■ Passage fourni ■

Quand il épousa Chantal Berliet en 1965, Alain Mérieux, en plus de faire un des plus beaux mariages de la bourgeoisie lyonnaise, ne savait peut-être pas qu’il épousait aussi un petit bout de Chine.
En effet, Chantal Berliet était la fille de Paul Berliet et de Colette Vignon-Carret. Paul était lui-même le fils de Marius Berliet, propriétaire et directeur de l’entreprise des camions industriels Berliet (ceux qui avait une jolie locomotive stylisée sur la calandre), était le parfait représentant du capitalisme paternaliste, à l’instar des Michelin, des Peugeot ou des Dassault[1], entre autres.
La société Berliet, en plus d’être alors la première société française de véhicules industriels (50 % du marché national environ), était aussi la troisième européenne, et la septième mondiale. En 2020, il n’y a plus de fabricant national de camions…

Surtout, Marius puis Paul Berliet, avaient compris l’importance de l’export (aujourd’hui on dit de l’international) et Berliet avait ouvert, dès les années 1920, des bureaux à Londres, Athènes, Barcelone, Bruxelles et Istanbul. En avril 1964, un manipule d’ingénieurs était parti en Chine (avant même que la France n’envoie son premier ambassadeur ; Lucien Paye n’étant arrivé à Pékin qu’en juin 1964). A l’époque, aller à Pékin était presque une aventure avec le vol de l’Aeroflot s’arrêtant à Moscou et Irkoutsk, ou celui de British Airways à Londres, New Delhi et Hong Kong. Ce n’est qu’en 1973 qu’Air France ouvrit sa ligne directe : Paris – Pékin. Le retour était parfois plus long, et il se pouvait que certains arrivassent à pieds par la Chine.

Quelle découverte ce dut être pour ces employés maison, ces jeunes polytechniciens, ces anciens militaires – souvent Algérie française, car Paul Berliet était un vrai patriote et en avait donc recruté un certain nombre[2] -, arrivant de la France des trente glorieuses et découvrant un pays quasi moyenâgeux, et à l’époque encore si différent. En deux missions de six et huit semaines, un gigantesque contrat de deux usines et plusieurs milliers de camions fut signé[3]. Ce fut le début d’une grande histoire d’amour entre la Chine Populaire, ses leaders et la ville des lumières. Ainsi Deng Xiaoping en 1975, Jiang Zemin en 1999, Hu Jitao en 2001 et Xi Jimping en 2014 y firent escale[4].

■ Données fournies ■
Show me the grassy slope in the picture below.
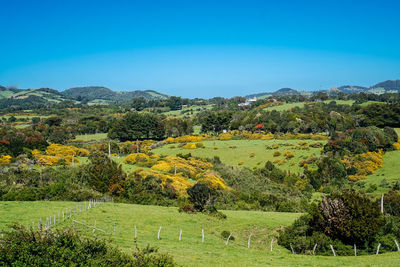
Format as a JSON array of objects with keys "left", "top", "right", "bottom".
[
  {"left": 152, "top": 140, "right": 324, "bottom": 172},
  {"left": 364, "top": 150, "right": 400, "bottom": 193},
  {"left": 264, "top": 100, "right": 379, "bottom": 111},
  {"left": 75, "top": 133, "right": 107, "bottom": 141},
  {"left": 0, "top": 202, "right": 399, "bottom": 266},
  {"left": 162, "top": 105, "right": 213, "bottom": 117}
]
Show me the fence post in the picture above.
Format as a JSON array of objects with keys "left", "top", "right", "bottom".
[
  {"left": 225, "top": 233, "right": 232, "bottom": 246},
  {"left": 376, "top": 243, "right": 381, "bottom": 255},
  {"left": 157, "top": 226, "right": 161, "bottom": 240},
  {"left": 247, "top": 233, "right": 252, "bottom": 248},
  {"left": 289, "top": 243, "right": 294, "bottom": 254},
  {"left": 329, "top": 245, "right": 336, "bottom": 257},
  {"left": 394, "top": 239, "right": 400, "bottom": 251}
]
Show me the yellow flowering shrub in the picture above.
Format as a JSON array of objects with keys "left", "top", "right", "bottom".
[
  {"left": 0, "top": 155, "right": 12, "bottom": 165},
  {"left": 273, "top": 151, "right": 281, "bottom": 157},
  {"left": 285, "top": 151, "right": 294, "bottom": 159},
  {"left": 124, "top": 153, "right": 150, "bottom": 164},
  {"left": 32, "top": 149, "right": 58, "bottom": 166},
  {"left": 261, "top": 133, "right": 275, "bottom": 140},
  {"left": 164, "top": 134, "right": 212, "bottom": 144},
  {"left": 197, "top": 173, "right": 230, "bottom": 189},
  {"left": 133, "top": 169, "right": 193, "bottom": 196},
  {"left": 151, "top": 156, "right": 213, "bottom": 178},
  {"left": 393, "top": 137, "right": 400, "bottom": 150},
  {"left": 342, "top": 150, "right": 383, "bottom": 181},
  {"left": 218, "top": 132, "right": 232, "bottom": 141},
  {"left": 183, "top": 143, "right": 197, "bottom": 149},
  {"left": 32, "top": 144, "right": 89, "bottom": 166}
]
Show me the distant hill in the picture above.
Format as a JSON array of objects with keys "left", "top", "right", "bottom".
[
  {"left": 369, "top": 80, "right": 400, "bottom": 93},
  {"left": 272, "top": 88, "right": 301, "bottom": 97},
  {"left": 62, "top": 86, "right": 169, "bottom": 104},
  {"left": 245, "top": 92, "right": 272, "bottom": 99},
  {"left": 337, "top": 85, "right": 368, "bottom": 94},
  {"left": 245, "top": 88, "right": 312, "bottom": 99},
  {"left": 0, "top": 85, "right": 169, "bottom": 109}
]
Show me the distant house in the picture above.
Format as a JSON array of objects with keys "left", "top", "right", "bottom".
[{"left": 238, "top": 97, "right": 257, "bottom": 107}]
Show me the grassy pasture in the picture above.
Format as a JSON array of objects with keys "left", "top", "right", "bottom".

---

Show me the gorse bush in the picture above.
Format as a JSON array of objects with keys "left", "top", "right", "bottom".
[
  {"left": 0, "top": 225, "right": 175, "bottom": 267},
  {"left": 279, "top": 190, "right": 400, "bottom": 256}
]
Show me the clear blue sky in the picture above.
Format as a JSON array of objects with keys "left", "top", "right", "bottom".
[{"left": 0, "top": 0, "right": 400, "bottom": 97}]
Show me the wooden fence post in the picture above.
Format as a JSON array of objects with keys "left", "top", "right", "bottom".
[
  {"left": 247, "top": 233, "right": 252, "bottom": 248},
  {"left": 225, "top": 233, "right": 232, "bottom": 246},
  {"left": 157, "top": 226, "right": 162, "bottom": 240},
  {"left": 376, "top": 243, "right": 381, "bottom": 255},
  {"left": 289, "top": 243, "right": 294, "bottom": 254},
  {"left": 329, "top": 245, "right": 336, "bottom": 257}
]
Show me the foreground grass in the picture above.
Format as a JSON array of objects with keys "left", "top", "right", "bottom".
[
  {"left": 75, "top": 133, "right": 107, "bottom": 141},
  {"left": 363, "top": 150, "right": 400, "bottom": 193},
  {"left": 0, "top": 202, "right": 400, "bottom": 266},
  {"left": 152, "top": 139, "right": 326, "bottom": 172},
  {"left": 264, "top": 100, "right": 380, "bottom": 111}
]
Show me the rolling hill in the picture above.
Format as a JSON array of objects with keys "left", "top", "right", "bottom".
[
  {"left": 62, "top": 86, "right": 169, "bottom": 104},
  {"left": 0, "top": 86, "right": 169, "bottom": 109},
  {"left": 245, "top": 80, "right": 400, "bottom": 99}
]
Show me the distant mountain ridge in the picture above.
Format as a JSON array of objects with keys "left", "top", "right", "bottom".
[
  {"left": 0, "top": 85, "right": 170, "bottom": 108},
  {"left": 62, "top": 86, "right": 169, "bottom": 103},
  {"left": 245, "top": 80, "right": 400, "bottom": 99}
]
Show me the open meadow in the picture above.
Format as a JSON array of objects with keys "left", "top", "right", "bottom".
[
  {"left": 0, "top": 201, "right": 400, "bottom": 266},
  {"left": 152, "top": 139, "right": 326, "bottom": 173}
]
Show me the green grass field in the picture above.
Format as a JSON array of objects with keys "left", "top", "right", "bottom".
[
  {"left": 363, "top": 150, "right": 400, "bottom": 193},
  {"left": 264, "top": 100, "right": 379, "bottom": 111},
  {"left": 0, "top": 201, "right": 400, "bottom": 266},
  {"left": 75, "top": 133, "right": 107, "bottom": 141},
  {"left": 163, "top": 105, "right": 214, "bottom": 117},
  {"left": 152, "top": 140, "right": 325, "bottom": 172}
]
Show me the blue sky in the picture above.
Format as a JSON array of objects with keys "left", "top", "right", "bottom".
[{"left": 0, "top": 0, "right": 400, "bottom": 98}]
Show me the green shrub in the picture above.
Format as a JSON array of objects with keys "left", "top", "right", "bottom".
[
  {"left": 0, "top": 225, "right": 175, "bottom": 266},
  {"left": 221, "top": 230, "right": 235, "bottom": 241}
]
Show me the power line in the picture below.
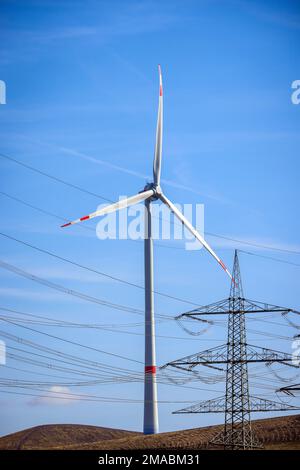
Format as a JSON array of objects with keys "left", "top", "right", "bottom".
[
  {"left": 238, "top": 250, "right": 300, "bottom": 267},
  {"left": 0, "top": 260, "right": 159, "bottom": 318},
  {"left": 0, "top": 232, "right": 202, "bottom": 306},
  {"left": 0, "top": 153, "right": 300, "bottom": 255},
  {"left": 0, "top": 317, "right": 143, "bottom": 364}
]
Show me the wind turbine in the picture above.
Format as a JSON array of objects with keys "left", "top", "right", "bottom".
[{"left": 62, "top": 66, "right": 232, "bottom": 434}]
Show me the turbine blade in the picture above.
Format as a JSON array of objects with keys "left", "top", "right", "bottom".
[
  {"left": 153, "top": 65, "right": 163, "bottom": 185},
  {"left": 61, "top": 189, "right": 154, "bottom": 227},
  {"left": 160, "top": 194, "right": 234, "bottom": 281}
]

...

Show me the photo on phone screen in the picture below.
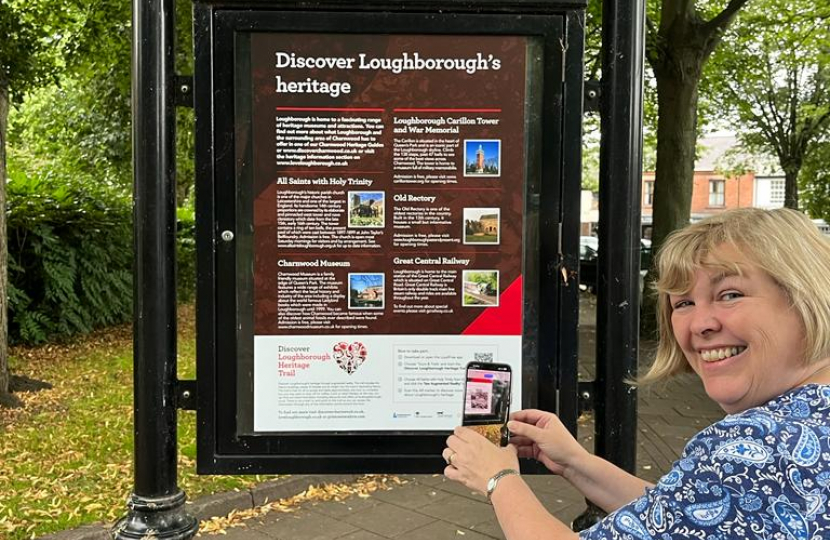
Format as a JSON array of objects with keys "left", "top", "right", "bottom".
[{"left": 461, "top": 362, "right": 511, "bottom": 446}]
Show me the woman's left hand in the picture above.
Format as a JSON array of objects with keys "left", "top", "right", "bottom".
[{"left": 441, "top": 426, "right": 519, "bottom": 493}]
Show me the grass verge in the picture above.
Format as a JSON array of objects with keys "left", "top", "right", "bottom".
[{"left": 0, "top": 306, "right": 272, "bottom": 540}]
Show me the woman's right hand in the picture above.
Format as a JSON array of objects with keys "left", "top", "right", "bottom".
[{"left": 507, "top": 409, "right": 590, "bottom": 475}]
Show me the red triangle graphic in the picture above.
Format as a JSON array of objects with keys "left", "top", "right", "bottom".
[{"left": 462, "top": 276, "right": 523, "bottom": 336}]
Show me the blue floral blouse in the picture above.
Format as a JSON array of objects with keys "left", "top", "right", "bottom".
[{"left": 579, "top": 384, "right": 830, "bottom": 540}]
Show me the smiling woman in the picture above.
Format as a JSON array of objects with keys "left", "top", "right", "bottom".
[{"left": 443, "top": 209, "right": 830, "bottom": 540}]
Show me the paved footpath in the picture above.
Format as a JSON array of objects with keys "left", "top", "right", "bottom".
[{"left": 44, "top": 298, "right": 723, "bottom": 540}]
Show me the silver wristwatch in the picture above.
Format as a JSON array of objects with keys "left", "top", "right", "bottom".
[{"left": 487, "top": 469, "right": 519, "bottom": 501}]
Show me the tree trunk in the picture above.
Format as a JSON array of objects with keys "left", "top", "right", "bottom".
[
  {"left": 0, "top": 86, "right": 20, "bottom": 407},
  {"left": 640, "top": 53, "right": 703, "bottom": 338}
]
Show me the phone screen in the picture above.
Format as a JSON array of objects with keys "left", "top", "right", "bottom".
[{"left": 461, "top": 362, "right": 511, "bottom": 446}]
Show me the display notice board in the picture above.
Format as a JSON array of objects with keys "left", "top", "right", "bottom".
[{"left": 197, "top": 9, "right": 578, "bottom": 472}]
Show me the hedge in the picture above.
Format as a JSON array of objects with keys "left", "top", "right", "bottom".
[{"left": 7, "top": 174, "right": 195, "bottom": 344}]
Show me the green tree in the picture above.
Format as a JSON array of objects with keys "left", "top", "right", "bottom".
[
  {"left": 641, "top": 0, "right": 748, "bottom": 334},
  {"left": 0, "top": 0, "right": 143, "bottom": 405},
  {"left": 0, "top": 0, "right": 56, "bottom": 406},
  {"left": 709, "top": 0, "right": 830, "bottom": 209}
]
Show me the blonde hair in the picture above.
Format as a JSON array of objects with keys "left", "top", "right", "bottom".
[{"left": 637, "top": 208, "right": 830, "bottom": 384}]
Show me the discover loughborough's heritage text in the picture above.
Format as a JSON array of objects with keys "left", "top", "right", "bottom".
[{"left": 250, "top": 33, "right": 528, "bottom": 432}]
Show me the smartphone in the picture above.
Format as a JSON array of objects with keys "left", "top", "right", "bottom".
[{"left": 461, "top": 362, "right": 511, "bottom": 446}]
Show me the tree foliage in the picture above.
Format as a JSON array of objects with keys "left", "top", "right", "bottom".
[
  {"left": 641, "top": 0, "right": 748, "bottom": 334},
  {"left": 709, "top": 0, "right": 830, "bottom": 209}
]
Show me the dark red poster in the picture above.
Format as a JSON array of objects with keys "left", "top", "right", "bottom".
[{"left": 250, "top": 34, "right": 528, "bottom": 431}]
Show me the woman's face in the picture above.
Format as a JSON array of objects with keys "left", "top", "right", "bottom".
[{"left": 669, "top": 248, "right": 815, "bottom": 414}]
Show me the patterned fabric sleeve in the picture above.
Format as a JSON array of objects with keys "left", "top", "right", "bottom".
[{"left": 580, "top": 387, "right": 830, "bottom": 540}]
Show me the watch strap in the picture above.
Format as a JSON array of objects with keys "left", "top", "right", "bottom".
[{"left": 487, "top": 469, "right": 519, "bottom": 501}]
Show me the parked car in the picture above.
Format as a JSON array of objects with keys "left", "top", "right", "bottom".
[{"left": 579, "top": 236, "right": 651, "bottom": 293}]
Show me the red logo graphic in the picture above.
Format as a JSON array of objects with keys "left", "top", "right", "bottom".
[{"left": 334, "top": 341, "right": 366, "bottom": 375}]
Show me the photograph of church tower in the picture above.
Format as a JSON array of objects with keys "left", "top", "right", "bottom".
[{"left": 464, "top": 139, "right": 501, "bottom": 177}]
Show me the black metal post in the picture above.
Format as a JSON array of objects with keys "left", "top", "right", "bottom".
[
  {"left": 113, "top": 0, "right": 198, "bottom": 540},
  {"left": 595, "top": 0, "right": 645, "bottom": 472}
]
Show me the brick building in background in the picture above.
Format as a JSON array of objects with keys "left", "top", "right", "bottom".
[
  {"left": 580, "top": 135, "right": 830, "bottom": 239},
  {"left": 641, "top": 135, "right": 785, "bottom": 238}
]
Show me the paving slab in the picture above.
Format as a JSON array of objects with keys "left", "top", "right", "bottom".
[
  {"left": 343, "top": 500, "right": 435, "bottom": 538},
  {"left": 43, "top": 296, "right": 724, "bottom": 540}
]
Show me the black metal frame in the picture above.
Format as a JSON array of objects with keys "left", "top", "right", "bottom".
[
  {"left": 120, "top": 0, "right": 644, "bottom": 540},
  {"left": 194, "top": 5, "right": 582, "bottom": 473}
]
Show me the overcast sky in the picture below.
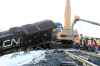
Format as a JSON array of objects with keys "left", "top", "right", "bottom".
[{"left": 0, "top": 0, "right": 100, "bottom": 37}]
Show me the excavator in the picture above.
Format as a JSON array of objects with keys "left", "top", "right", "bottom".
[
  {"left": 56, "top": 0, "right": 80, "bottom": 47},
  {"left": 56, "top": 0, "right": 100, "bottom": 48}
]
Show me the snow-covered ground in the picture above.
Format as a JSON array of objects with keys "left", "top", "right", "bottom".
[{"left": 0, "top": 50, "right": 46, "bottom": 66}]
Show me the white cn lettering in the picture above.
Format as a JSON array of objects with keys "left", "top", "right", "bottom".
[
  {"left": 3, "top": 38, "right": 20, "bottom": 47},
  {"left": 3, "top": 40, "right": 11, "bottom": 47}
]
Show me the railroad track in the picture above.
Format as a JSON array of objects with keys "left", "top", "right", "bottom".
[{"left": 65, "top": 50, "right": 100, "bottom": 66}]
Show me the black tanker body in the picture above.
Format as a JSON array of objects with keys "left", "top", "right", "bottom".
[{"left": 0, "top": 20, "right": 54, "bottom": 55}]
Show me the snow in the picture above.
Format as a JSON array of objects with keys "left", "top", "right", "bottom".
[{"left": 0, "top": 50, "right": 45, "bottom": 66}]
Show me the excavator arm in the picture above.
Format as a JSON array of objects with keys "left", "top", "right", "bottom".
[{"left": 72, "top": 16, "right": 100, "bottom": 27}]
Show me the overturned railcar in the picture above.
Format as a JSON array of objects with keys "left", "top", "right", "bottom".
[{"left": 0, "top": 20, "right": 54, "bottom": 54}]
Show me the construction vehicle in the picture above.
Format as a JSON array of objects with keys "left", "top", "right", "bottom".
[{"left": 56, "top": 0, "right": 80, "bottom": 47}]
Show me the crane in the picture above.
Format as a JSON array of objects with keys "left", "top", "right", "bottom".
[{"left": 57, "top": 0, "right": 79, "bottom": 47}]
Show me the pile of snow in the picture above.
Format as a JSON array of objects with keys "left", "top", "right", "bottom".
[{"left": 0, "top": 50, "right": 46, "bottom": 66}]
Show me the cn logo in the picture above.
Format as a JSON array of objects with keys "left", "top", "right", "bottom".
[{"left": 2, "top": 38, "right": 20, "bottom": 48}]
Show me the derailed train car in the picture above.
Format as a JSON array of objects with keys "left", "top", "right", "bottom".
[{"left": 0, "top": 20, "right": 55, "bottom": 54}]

■ Objectif visé ■
D'après le passage sur l'entreprise Berliet, en quelle année Air France ouvrit-elle sa ligne directe Paris – Pékin ?

■ Solution proposée ■
En 1973.